▶ _Supplied passage_:
....

PLS performance

Introduction

This page presents an application of the PLS performance assessment. The PLS method is a quite particular method : there are several predictions according to the number of components selected in the model. The goal is almost to choose the best number of component in PLS regression in order to compute the best possible predictions. For that, we will use three datasets:

one is a dataset with only one response variable $Y$ .
the other is a dataset with four response variables $Y = (Y1,Y2,Y3,Y4)$ .
the last dataset contains real data about NIR spectra.

The goal is also to compare the $Q2$ values with the ones of an other package : mixOmics.

To access to predefined functions from sgPLSdevelop package and manipulate these datasets, run these lines :

library(sgPLSdevelop)
library(pls)
library(mixOmics) 

data1 <- data.create(p = 10, list = TRUE)
data2 <- data.create(p = 10, q = 4, list = TRUE)
data(yarn)
data3 <- yarn

## [1] "First dataset dimensions : 40 x 11"

## [1] "Second dataset dimensions : 40 x 14"

## [1] "Yarn dataset dimensions : 28 x 3"

For the two first datasets, the population is set to $n = 40$ by default, which is close to actual conditions. Let’s also notice that, on average, the response $Y$ is a linear combination from the predictors $X$ . Indeed, the function includes a matrix product $Y = XB + E$ with $B$ the weight matrix and $E$ matrix the gaussian noise. This linearity condition is important in order to have a good performance of the model, the PLS method using linearity combinaison.

Now, it’s time to train a PLS model for each dataset built or imported.

ncomp.max <- 8

# First model
X <- data1$X
Y <- data1$Y
model1 <- PLS(X,Y,mode = "regression", ncomp = ncomp.max)
model.mix1 <- pls(X,Y,mode = "regression", ncomp = ncomp.max) 

# Second model
X <- data2$X
Y <- data2$Y
model2 <- PLS(X,Y,mode = "regression", ncomp = ncomp.max)
model.mix2 <- pls(X,Y,mode = "regression", ncomp = ncomp.max) 

# Third model
X <- data3$NIR
Y <- data3$density
model3 <- PLS(X,Y,mode = "regression", ncomp = ncomp.max)
model.mix3 <- pls(X,Y,mode = "regression", ncomp = ncomp.max)

In the continuation of this article, we will show PLS performance assessment by using $Q_2$ criterion and then $MSEP$ criterion.

....

▶ _Information shown_:
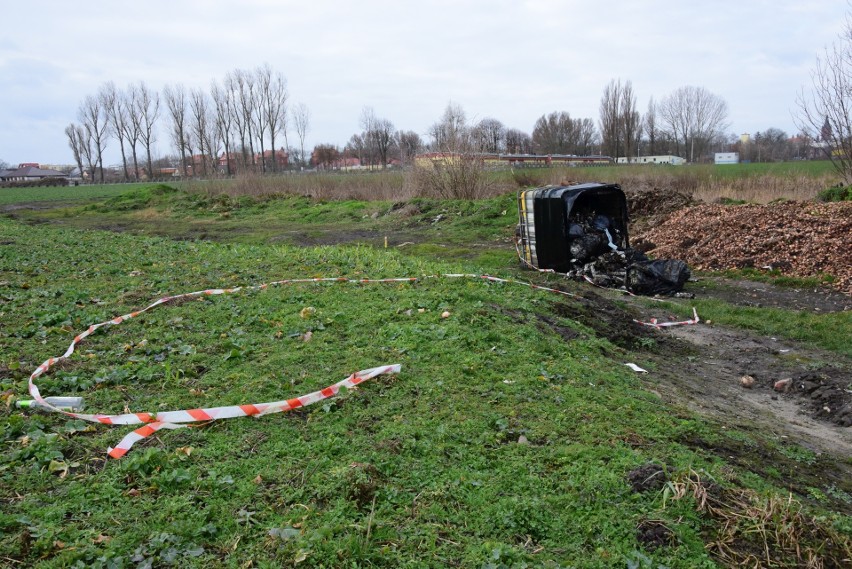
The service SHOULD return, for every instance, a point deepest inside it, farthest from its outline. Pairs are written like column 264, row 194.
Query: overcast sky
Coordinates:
column 510, row 60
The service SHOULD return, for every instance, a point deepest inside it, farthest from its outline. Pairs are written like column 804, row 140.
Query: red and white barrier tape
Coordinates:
column 175, row 419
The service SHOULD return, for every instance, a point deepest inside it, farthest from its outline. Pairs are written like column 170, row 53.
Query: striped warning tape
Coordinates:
column 177, row 419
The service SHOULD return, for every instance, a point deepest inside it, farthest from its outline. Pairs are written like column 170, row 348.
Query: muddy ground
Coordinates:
column 700, row 367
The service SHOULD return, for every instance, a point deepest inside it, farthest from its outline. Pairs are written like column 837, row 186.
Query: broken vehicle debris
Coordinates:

....

▶ _Required tasks_:
[a] Write out the part of the PLS performance page that starts with "data1 <- data.create(p" and goes on through "built or imported.".
[b] Continue the PLS performance page from the point where it stops.

▶ _The answers_:
[a]
data1 <- data.create(p = 10, list = TRUE)
data2 <- data.create(p = 10, q = 4, list = TRUE)
data(yarn)
data3 <- yarn

## [1] "First dataset dimensions : 40 x 11"

## [1] "Second dataset dimensions : 40 x 14"

## [1] "Yarn dataset dimensions : 28 x 3"

For the two first datasets, the population is set to $n = 40$ by default, which is close to actual conditions. Let’s also notice that, on average, the response $Y$ is a linear combination from the predictors $X$ . Indeed, the function includes a matrix product $Y = XB + E$ with $B$ the weight matrix and $E$ matrix the gaussian noise. This linearity condition is important in order to have a good performance of the model, the PLS method using linearity combinaison.

Now, it’s time to train a PLS model for each dataset built or imported.

[b]
Q2 criterion

What is Q² indicator ?

The $Q^2$ is an assessment indicator for PLS models; for each new component $h$ , a new matrix $Y^{(h)}$ is obtained by deflation and compared to the corresponding prediction matrix $\hat{Y}^{(h)}$ . The Q2 therefore takes this comparison into account. A $Q^2$ value close to $1$ indicates a good performance. To compute this figure, we must compute two more indicators : the $RSS$ and the $PRESS$ .

$RSS_h = \sum_{i=1}^{n} \sum_{j=1}^{q} (Y^{(h)} - \hat{Y})^2 = \sum_{i=1}^{n} \sum_{j=1}^{q} (Y^{(h+1)}_{i,j})^2$

$PRESS_h = \sum_{i\in test}^{n} \sum_{j=1}^{q} (Y_{i,j}^{(h)} - \hat{Y}_{i,j})^2 = \sum_{i\in test}^{n} \sum_{j=1}^{q} (Y^{(h+1)}_{i,j})^2$

Then, $Q^2$ is defined by this formula :

$Q^2_h = 1 - \frac{PRESS_h}{RSS_{h-1}}$

How to use Q² ?

We compare the value of this criterion to a certain limit $l$ ; this limit is conventionally equal to $1-0.95^2 = 0.0975$ . As long as we have the inequality $Q^2_h \geq l$ , we keep on following iteration ; therefore we stop when we have $Q^2_h < l$ .

Using Q² with R

The $Q^2$ function, available below and named as q2.PLS(), takes three parameters :

the model (“pls” class object)
the mode : we must choose between “regression” or “canonical”
the number of maximal components

First model Q2

par(mfrow = c(1,2))
q2.res1 <- q2.PLS(model1)
h.best <- q2.res1$h.best
q2.PLS(model1, ncomp = min(h.best+1, ncomp.max))$q2

Q2 values for the first model

## [1]  0.7920627  0.3108891 -1.8832754

q2.1 <- q2.res1$q2

# mixOmics results
perf <- perf(model.mix1, validation = "loo")
q2.mix1 <- perf$measures$Q2.total$values$value

The q2.pls function gives us a optimal number of components to select equal to $H =$ 2, therefore we suggest to select 2 components in our first model.

Second model Q2

par(mfrow = c(1,2))
q2.res2 <- q2.PLS(model2)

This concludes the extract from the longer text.